§ ASSIGNMENT 1
Summarize the Echinopsis walteri entry in two sentences.
§ ASSIGNMENT 2
Answer from the Echinopsis walteri entry:
(a) Which family is the species classified in?
(b) About how many ribs does it have?
(c) How long is each spine?
§ ASSIGNMENT 3
Carry on the Echinopsis walteri entry from its last sentence.
*** TEXT UNDER STUDY ***
Scientific classification
- Kingdom: Plantae
- Clade: Tracheophytes
- Clade: Angiosperms
- Clade: Eudicots
- Order: Caryophyllales
- Family: Cactaceae
- Subfamily: Cactoideae
- Genus: Echinopsis
- Species: E. walteri
- Binomial name: Echinopsis walteri (R.Kiesling) H.Friedrich & Glaetzle
- Synonyms: Lobivia huascha var. walteri (R.Kiesling) Rausch; Lobivia walteri R.Kiesling; Soehrensia walteri (R.Kiesling) Schlumpb.; Trichocereus walteri (R.Kiesling) J.G.Lamb.;

= Echinopsis walteri =

- Authority: (R.Kiesling) H.Friedrich & Glaetzle
- Conservation status: CR
- Synonyms: Lobivia huascha var. walteri , Lobivia walteri , Soehrensia walteri , Trichocereus walteri

Species of cacti

Echinopsis walteri, synonym Soehrensia walteri, is a species of Echinopsis found in northwest Argentina.

==Description==
Echinopsis walteri typically forms groups of spherical, green shoots, each up to 16 cm in diameter and height. It has about eleven ribs, each 1.5 to 2.5 cm wide, with whitish areoles. From these areoles, 5 to 15 flexible, needle-like yellow spines emerge, each 1 to 2.5 cm long.
*** DATA SHOWN ***
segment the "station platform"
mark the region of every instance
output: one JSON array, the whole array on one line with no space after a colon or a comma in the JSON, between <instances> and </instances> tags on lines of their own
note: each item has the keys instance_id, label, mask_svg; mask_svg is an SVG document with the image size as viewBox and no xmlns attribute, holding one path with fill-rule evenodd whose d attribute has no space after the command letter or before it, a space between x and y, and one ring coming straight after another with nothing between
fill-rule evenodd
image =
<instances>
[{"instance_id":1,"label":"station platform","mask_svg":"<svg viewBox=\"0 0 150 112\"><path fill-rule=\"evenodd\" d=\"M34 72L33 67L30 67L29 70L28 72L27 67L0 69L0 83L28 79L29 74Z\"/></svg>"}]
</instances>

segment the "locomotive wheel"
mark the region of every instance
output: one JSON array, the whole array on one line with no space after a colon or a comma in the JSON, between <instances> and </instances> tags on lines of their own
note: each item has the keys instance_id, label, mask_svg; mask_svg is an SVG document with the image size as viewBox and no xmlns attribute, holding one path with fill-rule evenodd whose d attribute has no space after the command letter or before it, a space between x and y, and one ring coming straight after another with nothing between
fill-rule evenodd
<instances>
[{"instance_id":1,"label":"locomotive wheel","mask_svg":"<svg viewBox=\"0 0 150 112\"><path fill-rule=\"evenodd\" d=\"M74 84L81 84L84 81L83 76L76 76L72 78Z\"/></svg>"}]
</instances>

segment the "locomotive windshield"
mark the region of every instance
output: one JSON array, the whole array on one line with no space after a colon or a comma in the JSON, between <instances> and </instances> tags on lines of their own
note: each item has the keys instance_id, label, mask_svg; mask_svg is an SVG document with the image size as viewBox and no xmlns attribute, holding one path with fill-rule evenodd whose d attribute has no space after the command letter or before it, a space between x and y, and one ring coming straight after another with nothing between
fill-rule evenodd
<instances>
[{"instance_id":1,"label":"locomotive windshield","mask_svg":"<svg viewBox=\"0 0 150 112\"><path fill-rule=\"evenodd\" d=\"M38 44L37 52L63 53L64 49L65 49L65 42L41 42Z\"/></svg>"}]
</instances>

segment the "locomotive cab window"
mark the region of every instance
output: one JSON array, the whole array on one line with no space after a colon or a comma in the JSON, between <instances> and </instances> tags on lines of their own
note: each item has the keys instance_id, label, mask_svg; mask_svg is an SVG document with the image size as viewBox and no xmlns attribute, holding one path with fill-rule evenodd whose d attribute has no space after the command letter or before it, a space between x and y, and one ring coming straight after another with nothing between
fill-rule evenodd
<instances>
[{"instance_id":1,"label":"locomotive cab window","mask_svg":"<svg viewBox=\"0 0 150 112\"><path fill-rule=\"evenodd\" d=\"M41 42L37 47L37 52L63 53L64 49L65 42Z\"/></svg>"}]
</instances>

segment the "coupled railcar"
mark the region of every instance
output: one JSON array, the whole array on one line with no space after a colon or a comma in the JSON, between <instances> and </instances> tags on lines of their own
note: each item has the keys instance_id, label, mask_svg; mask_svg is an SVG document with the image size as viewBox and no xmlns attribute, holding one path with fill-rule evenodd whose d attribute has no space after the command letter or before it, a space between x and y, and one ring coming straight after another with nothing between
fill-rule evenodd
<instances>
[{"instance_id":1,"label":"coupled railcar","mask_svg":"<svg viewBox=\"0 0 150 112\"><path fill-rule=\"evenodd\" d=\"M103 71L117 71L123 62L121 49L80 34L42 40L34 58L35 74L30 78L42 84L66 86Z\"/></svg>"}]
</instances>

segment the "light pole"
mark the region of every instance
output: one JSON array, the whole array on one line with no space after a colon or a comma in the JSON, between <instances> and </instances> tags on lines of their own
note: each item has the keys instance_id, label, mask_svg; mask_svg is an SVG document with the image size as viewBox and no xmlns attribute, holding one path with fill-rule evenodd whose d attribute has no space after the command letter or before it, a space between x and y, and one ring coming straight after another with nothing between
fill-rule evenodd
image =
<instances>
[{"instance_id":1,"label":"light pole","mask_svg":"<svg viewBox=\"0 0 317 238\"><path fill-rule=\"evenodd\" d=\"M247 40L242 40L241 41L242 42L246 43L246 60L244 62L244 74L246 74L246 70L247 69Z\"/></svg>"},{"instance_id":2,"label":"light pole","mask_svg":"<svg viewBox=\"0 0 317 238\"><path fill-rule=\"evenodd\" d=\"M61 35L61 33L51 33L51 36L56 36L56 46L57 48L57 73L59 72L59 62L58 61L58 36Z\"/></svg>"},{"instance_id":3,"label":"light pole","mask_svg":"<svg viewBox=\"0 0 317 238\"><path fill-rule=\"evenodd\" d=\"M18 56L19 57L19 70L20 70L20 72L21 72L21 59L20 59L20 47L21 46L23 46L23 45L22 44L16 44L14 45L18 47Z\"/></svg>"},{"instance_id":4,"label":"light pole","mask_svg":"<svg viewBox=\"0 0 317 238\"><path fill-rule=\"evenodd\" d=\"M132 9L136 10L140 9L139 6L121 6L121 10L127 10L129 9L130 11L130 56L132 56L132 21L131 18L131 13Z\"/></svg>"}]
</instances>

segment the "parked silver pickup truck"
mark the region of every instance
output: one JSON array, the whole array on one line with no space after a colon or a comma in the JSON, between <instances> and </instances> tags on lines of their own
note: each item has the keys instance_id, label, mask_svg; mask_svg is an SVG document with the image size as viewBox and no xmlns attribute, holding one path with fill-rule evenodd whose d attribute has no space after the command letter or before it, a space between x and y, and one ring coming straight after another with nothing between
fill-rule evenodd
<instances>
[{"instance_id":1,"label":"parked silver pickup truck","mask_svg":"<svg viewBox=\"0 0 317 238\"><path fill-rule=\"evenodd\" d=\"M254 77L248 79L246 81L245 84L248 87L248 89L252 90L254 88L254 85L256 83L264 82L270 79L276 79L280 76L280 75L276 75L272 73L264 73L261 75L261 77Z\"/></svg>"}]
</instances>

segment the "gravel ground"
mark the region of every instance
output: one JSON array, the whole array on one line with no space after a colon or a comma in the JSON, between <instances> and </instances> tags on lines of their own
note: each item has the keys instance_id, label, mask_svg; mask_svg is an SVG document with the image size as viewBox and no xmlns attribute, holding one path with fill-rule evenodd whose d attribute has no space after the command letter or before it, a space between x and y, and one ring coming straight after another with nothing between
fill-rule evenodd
***
§ TASK RESPONSE 1
Echinopsis walteri, synonym Soehrensia walteri, is a cactus species in the subfamily Cactoideae, is found in northwest Argentina and has a conservation status of CR. It typically forms groups of spherical green shoots up to 16 cm in diameter and height, each with about eleven ribs and whitish areoles that bear 5 to 15 flexible, needle-like yellow spines.

§ TASK RESPONSE 2
(a) Cactaceae
(b) About eleven
(c) 1 to 2.5 cm

§ TASK RESPONSE 3
The bell-shaped, yellow flowers are slightly fragrant and appear from the youngest areoles near the shoot apex, opening during the day. They are 7.5 to 9 cm long and up to 9 cm in diameter. The spherical, greenish-yellow fruits are 1.7 to 2 cm long and 2 to 2.5 cm in diameter.

==Taxonomy==
First described as Lobivia walteri by Roberto Kiesling in 1976, the species name honors Austrian cactus specialist Walter Rausch. Boris O. Schlumpberger reclassified it into the genus Soehrensia in 2012. As of February 2026, Plants of the World Online placed it in the genus Echinopsis.

==Distribution==
Echinopsis walteri is found in the Argentine province of Salta, specifically in the Quebrada de Escoipe, at altitudes of 2000 to 2500 m.